Task details:
Please answer these questions from the column on the Welden plea deal, marking each answer (a), (b) or (c):
(a) How long would the proposed plea deal put Welden away?
(b) What pill did Remee Jo Lee take, according to the judge?
(c) What prison sentence did the Hillsborough teacher receive?

Selected excerpt:
________

The case currently playing out in Tampa's federal court looked like a done deal, like a thousand done deals before and a thousand more to come.
Not that the allegations aren't incendiary.
A 28-year-old son of a gynecologist is accused of tricking his pregnant ex into taking an abortion pill disguised as a common antibiotic. She miscarried.
So yes, there are plenty of life-versus-choice implications in this one.
But a proposed plea deal hashed out between the lawyers to end this prior to trial was pretty much dime a dozen. As is the nature of such deals, neither side would get everything, and everyone gets something.
John Andrew Welden would no longer face the prospect of life in prison with the charge of murder under the 2004 Unborn Victims of Violence Act dropped.
And prosecutors would get to put him away for a not-insignificant 13 years and 8 months for product tampering causing serious bodily injury plus mail fraud.
And everyone could avoid the big gamble of what a jury of regular folk might make of this ugly tale.
Done deal, right? Except for a judge who was paying attention.
In an unusual move days before sentencing, U.S. District Judge Richard Lazzara officially noted what he saw as a serious problem. The judge pointed to a lack of evidence as to whether the single Cytotec pill Remee Jo Lee took indeed "caused her to suffer serious bodily injury and caused the death of her unborn embryo."
All of which could seriously affect how much time Welden faces under sentencing guidelines — and could even knock that range down as low as 3 years and three months to 5 years and three months.
Defense experts — whose resumes the judge describes as "impressive" — have already opined there is no way to say for sure that one pill did this.
But prosecutors did not trot out counter-experts prior to the plea deal. And so the judge has "grave concerns" about "whether there exists a true factual basis" for the plea agreement.
Now: Wouldn't it be easier for him to rubber stamp this and move on to the next case, since both sides already agreed?
Except for that part about the justice system being only as strong as the rules that form it.
It's no secret that appointed federal judges seem at times able to act outside the influence of public outrage. U.S. District Judge James Moody initially threw out a case against the girlfriend of the killer of two Tampa police officers, charges that seemed a tad contrived no matter how much you disliked her actions that night. How much more difficult would it have been for an elected state judge to do the same in a case so emotional?
Speaking of state court, this week a Hillsborough teacher was sentenced to 38 years in prison for lewd acts on a 12-year-old boy. What she did was reprehensible and deserving of punishment. But, and I will be stoned in the public square for this one, is she a criminal who needs to be imprisoned for nearly four decades? When, for perspective, a drunken driver who killed two pedestrians — killed them — recently got a plea deal for less than a third of that?
Prosecutors now must prove their case against Welden "by a preponderance of the evidence." (Program note: One of their experts is Dr. Cathy Lynch of USF's Morsani College of Medicine, and also wife of Tampa Mayor Bob Buckhorn.)
Prosecutors may well accomplish that and the deal can go down, or this ending could change. Either way, it's heartening to hear a judge say facts have to be actual facts, and getting it right for the record matters.

________

[Saved data entries]
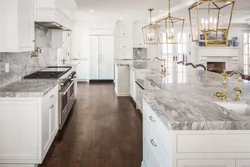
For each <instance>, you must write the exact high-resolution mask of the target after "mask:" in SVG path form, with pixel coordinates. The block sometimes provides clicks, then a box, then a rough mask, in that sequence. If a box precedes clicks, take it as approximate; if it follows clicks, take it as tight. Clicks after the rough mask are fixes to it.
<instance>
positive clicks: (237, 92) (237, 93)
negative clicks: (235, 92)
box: [234, 87, 241, 101]
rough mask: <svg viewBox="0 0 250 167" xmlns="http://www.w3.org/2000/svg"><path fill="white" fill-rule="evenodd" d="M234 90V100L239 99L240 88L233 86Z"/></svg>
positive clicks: (236, 100) (238, 100)
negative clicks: (235, 94) (235, 96)
mask: <svg viewBox="0 0 250 167" xmlns="http://www.w3.org/2000/svg"><path fill="white" fill-rule="evenodd" d="M234 91H235V92H236V97H235V101H240V94H241V89H240V88H238V87H236V88H234Z"/></svg>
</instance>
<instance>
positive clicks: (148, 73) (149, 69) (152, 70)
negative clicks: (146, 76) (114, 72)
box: [136, 69, 160, 74]
mask: <svg viewBox="0 0 250 167" xmlns="http://www.w3.org/2000/svg"><path fill="white" fill-rule="evenodd" d="M136 72H138V73H143V74H160V73H159V72H158V71H155V70H150V69H139V70H136Z"/></svg>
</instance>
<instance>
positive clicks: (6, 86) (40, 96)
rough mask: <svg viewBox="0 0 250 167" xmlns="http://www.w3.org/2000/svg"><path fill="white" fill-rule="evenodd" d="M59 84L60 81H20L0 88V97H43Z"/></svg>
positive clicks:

________

Written solution:
(a) 13 years and 8 months
(b) A single Cytotec pill
(c) 38 years